=== FRAGMENTO SELECCIONADO ===

En cambio, las provincias del Litoral (Santa Fe, Entre Ríos, Corrientes, las Misiones, la Provincia Oriental y, en un principio, también Córdoba) se enrolan en la “Liga de los Pueblos Libres” bajo la protección de José Artigas. Estas provincias no aceptan “nuevos mandones” (los porteños) y, en ejercicio de sus respectivas soberanías, eligen a sus gobernadores. En junio de 1815 realizan su propio congreso conocido como “Congreso de Oriente”, que se reúne en Arroyo de la China (Concepción del Uruguay, Entre Ríos). Los federales inician tratativas con el Directorio que fracasan y culminan en una serie de enfrentamientos armados que se extenderán hasta 1820.

¿Por qué estas provincias defienden el federalismo? Más allá de las influencias políticas de los Estados Unidos y de las ideas democráticas de Artigas, la explicación hay que buscarla en que disputaba con Buenos Aires la posibilidad de la exportación de productos vacunos. La cuenca ganadera del Litoral, en cantidad de cabezas, era tan o más importante que la bonaerense, y el puerto de Montevideo mucho más apto para el comercio exterior que el barroso lecho de Buenos Aires. Artigas, poderoso ganadero, exigía la libre navegación de los ríos Paraná y Uruguay para poder comerciar sus productos. Por eso no solo debió enfrentar a los porteños y sus aliados, sino también hacerse cargo de la lucha contra los otros “realistas”, los portugueses, que a principios de 1817 ocupan Montevideo.

=== FILAS ===

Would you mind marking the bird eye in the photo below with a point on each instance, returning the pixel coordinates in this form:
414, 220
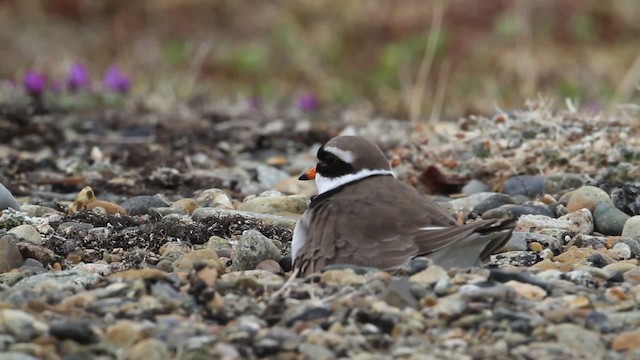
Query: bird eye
329, 160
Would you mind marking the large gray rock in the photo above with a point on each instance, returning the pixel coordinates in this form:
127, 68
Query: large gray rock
252, 248
7, 200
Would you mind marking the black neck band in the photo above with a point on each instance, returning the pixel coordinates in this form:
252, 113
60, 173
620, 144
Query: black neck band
318, 199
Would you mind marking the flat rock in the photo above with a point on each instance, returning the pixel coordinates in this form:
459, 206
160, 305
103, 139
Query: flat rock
139, 205
252, 248
608, 219
7, 201
631, 228
187, 261
201, 214
10, 257
28, 233
587, 197
528, 185
20, 325
275, 204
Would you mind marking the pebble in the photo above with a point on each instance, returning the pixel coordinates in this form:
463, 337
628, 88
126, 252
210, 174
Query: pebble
7, 201
28, 233
527, 291
277, 204
78, 331
38, 210
271, 266
257, 279
187, 261
557, 183
521, 241
626, 197
252, 248
72, 279
22, 326
475, 186
587, 197
621, 250
202, 214
528, 185
469, 202
312, 351
576, 337
74, 226
125, 333
537, 223
269, 176
217, 243
149, 348
608, 219
140, 205
39, 253
186, 206
620, 266
342, 277
492, 202
631, 227
581, 220
516, 211
10, 257
214, 198
629, 340
399, 293
430, 275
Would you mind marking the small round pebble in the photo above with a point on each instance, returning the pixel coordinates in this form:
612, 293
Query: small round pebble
588, 197
608, 219
631, 227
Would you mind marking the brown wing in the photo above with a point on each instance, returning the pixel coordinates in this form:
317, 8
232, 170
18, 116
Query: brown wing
351, 228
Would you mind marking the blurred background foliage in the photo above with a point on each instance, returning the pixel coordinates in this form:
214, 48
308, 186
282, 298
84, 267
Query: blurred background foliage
408, 58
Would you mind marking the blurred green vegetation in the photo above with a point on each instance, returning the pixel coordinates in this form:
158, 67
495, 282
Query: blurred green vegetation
486, 53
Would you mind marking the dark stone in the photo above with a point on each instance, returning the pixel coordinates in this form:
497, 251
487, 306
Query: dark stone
528, 185
79, 331
139, 205
515, 211
492, 202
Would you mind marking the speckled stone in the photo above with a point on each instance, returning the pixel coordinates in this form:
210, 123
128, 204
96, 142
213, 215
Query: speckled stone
139, 205
275, 204
631, 227
10, 256
608, 219
187, 261
214, 198
20, 325
528, 185
7, 201
27, 232
588, 197
556, 183
252, 248
492, 202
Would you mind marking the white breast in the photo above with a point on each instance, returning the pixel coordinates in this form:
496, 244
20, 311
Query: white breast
300, 234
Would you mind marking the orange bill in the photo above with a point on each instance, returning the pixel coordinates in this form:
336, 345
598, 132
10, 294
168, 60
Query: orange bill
309, 174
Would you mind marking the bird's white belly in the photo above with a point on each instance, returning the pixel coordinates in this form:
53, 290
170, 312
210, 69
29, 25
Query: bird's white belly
299, 238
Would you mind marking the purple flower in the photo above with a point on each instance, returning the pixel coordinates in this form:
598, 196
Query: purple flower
255, 103
78, 77
116, 80
56, 86
10, 84
34, 83
308, 102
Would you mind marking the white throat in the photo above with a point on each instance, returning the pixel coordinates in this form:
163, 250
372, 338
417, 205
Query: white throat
325, 184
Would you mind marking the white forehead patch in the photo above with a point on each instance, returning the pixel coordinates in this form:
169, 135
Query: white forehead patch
344, 155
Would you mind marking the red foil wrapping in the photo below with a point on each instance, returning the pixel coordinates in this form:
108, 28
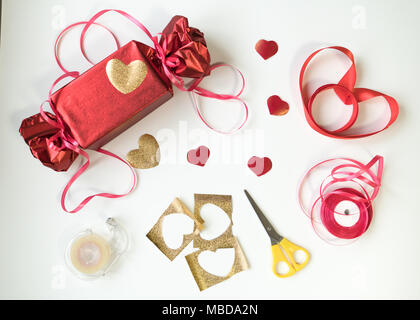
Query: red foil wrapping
186, 48
94, 111
36, 132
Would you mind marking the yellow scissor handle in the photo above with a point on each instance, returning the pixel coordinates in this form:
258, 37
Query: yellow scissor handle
287, 257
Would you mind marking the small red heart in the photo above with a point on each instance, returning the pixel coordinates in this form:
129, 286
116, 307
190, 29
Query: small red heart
198, 156
277, 106
266, 49
260, 166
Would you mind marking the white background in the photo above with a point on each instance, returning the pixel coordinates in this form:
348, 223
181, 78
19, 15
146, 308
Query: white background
384, 263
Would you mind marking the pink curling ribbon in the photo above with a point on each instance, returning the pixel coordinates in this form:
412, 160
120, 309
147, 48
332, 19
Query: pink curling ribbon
169, 63
63, 139
352, 182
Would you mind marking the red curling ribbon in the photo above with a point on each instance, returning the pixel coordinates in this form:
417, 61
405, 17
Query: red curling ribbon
348, 94
352, 182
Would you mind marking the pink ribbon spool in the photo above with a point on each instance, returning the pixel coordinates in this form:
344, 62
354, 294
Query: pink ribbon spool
324, 213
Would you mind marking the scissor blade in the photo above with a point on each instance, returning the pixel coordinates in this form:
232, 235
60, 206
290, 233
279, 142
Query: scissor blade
274, 236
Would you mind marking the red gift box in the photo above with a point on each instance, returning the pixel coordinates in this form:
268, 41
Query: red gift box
97, 106
116, 93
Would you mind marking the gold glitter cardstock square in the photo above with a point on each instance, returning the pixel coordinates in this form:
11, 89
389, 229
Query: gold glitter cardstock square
156, 236
224, 202
205, 279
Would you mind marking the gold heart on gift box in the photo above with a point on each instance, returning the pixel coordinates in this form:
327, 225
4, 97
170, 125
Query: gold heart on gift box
147, 155
126, 78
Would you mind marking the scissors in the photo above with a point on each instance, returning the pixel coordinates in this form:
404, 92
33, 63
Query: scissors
283, 250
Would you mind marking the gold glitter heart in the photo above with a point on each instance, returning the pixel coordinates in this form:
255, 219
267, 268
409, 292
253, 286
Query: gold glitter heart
147, 155
126, 78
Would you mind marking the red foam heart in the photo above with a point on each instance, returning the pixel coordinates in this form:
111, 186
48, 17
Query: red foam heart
266, 49
260, 166
198, 156
277, 106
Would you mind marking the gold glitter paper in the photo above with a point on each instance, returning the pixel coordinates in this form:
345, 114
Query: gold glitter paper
155, 234
224, 202
147, 155
126, 78
205, 279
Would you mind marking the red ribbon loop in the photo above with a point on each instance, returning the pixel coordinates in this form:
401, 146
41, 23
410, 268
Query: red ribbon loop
348, 182
348, 94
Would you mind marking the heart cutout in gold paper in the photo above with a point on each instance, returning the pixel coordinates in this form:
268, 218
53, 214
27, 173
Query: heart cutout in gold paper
126, 78
147, 155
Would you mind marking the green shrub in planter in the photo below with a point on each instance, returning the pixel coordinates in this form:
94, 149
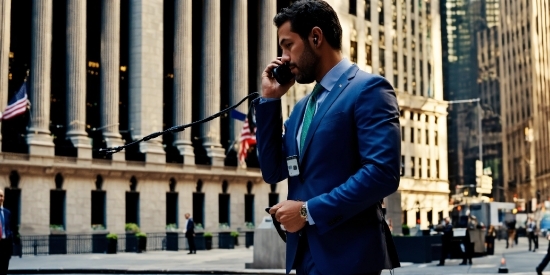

===

- OBJETIVO:
Indique si cada afirmación concuerda con el fragmento sobre la Liga de los Pueblos Libres. Responda sí o no y cite textualmente las palabras del fragmento que lo deciden.
1. El Congreso de Oriente se reunió en Arroyo de la China.
2. Los portugueses ocuparon Montevideo a fines de 1817.
3. Las tratativas de los federales con el Directorio tuvieron éxito.

- RESPUESTA FINAL:
1. Sí: «que se reúne en Arroyo de la China».
2. No: «a principios de 1817 ocupan Montevideo».
3. No: «Los federales inician tratativas con el Directorio que fracasan».